◆ Exercise objective ◆
Each record below needs to be retyped exactly.

◆ Given entries ◆
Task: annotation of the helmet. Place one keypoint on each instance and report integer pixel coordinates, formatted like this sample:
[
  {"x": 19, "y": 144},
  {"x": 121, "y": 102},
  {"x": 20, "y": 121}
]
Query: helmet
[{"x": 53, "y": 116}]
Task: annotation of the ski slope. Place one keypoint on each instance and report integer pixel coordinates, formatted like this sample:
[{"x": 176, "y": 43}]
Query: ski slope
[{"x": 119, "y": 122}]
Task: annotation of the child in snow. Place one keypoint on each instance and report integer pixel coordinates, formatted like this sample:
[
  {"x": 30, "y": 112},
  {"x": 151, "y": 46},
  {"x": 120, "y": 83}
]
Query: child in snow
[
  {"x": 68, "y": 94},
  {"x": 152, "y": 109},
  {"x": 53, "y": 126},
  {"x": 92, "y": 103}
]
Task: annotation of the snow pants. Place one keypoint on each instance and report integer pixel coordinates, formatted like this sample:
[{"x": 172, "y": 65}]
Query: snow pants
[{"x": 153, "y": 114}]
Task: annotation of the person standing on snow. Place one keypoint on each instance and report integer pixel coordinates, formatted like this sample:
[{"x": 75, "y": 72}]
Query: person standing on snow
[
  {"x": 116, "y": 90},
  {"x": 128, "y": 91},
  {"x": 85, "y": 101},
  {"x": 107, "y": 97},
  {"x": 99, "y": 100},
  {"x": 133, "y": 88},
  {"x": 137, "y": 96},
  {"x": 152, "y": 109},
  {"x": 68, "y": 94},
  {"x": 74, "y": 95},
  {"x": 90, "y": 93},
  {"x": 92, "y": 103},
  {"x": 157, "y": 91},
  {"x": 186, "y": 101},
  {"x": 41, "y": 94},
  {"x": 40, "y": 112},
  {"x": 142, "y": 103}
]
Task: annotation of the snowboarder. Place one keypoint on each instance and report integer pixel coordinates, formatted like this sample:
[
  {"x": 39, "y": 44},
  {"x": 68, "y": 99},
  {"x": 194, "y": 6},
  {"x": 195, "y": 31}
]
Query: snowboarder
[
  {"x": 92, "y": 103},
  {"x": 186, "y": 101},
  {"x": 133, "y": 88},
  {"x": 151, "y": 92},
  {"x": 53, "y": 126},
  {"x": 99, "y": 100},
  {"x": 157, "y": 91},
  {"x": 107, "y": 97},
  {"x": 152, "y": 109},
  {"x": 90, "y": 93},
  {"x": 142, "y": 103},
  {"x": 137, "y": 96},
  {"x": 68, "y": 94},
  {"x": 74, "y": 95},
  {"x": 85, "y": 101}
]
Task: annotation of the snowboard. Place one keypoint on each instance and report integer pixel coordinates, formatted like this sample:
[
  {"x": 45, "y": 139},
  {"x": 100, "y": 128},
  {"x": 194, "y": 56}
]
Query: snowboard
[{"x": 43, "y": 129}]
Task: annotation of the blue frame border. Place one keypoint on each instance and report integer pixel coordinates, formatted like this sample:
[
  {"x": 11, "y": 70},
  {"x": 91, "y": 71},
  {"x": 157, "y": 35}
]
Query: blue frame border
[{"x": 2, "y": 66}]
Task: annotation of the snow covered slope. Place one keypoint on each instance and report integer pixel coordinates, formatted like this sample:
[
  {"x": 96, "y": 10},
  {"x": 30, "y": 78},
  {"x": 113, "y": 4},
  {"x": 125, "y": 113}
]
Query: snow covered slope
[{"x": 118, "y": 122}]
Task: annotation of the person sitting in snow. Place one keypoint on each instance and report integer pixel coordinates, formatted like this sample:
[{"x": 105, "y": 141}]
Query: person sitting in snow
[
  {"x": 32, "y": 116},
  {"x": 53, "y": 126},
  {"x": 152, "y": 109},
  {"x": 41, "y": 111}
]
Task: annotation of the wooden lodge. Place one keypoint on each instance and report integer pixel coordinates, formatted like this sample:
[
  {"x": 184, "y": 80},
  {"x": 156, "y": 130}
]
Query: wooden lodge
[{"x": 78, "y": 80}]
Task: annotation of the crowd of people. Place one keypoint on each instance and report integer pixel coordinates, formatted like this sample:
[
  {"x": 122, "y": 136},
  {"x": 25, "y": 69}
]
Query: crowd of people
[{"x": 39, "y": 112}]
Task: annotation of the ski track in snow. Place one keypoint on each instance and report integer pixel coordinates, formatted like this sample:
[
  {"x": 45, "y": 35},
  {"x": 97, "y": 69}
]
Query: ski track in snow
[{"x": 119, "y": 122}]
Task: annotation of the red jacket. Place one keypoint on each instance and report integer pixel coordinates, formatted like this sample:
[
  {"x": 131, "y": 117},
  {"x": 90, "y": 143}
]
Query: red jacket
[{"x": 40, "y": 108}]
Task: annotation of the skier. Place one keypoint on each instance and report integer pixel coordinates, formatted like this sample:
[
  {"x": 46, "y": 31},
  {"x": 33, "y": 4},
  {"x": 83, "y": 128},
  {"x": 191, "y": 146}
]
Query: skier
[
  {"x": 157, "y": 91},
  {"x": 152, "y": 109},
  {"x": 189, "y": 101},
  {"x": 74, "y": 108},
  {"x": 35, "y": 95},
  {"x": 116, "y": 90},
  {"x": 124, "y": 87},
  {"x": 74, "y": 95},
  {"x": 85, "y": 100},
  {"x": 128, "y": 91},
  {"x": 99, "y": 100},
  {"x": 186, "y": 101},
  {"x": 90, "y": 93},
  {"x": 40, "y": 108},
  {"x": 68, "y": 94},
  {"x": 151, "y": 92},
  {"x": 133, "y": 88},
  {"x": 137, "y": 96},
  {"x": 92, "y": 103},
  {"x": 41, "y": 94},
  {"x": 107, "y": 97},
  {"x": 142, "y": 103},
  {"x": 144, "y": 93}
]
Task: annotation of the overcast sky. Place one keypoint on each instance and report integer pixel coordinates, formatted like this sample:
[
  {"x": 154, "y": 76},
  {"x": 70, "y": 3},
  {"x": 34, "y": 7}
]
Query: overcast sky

◆ Answer space ◆
Task: annotation of the helmet. Place one keypoint on each instance and report integer pixel coordinates, formatted like this sample:
[
  {"x": 19, "y": 144},
  {"x": 121, "y": 102},
  {"x": 20, "y": 121}
]
Query: helmet
[{"x": 53, "y": 116}]
Task: annotation of the ski slope. Place one keypoint on each instance and report integer pixel coordinates, formatted like this sample:
[{"x": 176, "y": 43}]
Query: ski slope
[{"x": 119, "y": 122}]
Task: annotation of the child in snow. Place one keypoint on each instance and report integer pixel coordinates, formatted like this sample:
[
  {"x": 30, "y": 112},
  {"x": 151, "y": 46},
  {"x": 120, "y": 83}
]
Query: child in snow
[
  {"x": 68, "y": 94},
  {"x": 152, "y": 109},
  {"x": 53, "y": 126},
  {"x": 92, "y": 103}
]
Task: annotation of the snow pants. Place one keypoint on each instance and report integer pixel coordinates, formatted like this sample:
[{"x": 172, "y": 65}]
Query: snow pants
[{"x": 153, "y": 114}]
Task: annotation of the person standing on snow. Place one keypoint on each instance and report integer pixel coordinates, formatted like this sample:
[{"x": 75, "y": 72}]
Query: person standing on snow
[
  {"x": 116, "y": 90},
  {"x": 128, "y": 91},
  {"x": 85, "y": 101},
  {"x": 107, "y": 97},
  {"x": 99, "y": 100},
  {"x": 133, "y": 88},
  {"x": 137, "y": 96},
  {"x": 152, "y": 109},
  {"x": 68, "y": 94},
  {"x": 74, "y": 95},
  {"x": 90, "y": 93},
  {"x": 92, "y": 103},
  {"x": 157, "y": 91},
  {"x": 186, "y": 101},
  {"x": 41, "y": 94},
  {"x": 40, "y": 112},
  {"x": 142, "y": 103}
]
Task: annotation of the snowboarder. Place one keypoint on each instance and report integer pixel coordinates, formatted like this sample:
[
  {"x": 39, "y": 44},
  {"x": 68, "y": 99},
  {"x": 194, "y": 6},
  {"x": 195, "y": 31}
]
Query: snowboarder
[
  {"x": 92, "y": 103},
  {"x": 186, "y": 101},
  {"x": 133, "y": 88},
  {"x": 151, "y": 92},
  {"x": 53, "y": 126},
  {"x": 99, "y": 100},
  {"x": 157, "y": 91},
  {"x": 107, "y": 97},
  {"x": 152, "y": 109},
  {"x": 90, "y": 93},
  {"x": 142, "y": 103},
  {"x": 137, "y": 96},
  {"x": 68, "y": 94},
  {"x": 74, "y": 95},
  {"x": 85, "y": 101}
]
Task: annotation of the snowboard. Place one keypoint on each instance and report integer pixel coordinates, formatted like this sample:
[
  {"x": 45, "y": 139},
  {"x": 100, "y": 128},
  {"x": 194, "y": 56}
]
Query: snowboard
[{"x": 43, "y": 129}]
Task: annotation of the blue frame border. Place one keypoint on each instance and report integer pixel coordinates, formatted like this sample:
[
  {"x": 11, "y": 70},
  {"x": 91, "y": 71},
  {"x": 157, "y": 35}
]
Query: blue frame border
[{"x": 2, "y": 66}]
Task: annotation of the snow covered slope. Place one keypoint on each instance and report integer pixel coordinates, formatted like this sample:
[
  {"x": 96, "y": 10},
  {"x": 30, "y": 78},
  {"x": 113, "y": 4},
  {"x": 125, "y": 113}
]
Query: snow covered slope
[{"x": 118, "y": 122}]
Task: annotation of the person sitting in snow. Place one keypoint on each instance and report integer pixel coordinates, formatted like this sample:
[{"x": 105, "y": 141}]
Query: person sitting in snow
[
  {"x": 32, "y": 116},
  {"x": 53, "y": 126},
  {"x": 152, "y": 109},
  {"x": 41, "y": 111}
]
Task: annotation of the wooden lodge. Place one keypoint on each instance and report integer pixel coordinates, formatted like this sample:
[
  {"x": 184, "y": 80},
  {"x": 156, "y": 130}
]
Query: wooden lodge
[{"x": 78, "y": 80}]
Task: annotation of the crowd of people. Place one keypoint on each instance and report integer pixel coordinates, formatted like this sample:
[
  {"x": 122, "y": 136},
  {"x": 25, "y": 69}
]
Query: crowd of people
[{"x": 39, "y": 112}]
Task: annotation of the ski track in snow. Place one keypoint on each instance and report integer pixel coordinates, formatted like this sample:
[
  {"x": 45, "y": 35},
  {"x": 97, "y": 69}
]
Query: ski track in snow
[{"x": 119, "y": 122}]
Task: annotation of the red jacket. Place one keypoint on each instance and report integer pixel coordinates, formatted like this sample:
[
  {"x": 131, "y": 117},
  {"x": 90, "y": 143}
]
Query: red jacket
[{"x": 40, "y": 108}]
Task: annotation of the skier. Place one keypoint on each instance and report integer pixel coordinates, formatted like this sample:
[
  {"x": 46, "y": 31},
  {"x": 33, "y": 4},
  {"x": 83, "y": 128},
  {"x": 191, "y": 146}
]
Query: skier
[
  {"x": 157, "y": 91},
  {"x": 152, "y": 109},
  {"x": 189, "y": 101},
  {"x": 74, "y": 108},
  {"x": 35, "y": 95},
  {"x": 116, "y": 90},
  {"x": 124, "y": 87},
  {"x": 74, "y": 95},
  {"x": 85, "y": 100},
  {"x": 128, "y": 91},
  {"x": 99, "y": 100},
  {"x": 186, "y": 101},
  {"x": 90, "y": 93},
  {"x": 40, "y": 108},
  {"x": 68, "y": 94},
  {"x": 151, "y": 92},
  {"x": 133, "y": 88},
  {"x": 137, "y": 96},
  {"x": 92, "y": 103},
  {"x": 41, "y": 94},
  {"x": 107, "y": 97},
  {"x": 142, "y": 103},
  {"x": 144, "y": 93}
]
Task: annotation of the overcast sky. Place one keypoint on each instance and report integer pixel coordinates, formatted like this sample:
[
  {"x": 154, "y": 76},
  {"x": 70, "y": 3},
  {"x": 34, "y": 7}
]
Query: overcast sky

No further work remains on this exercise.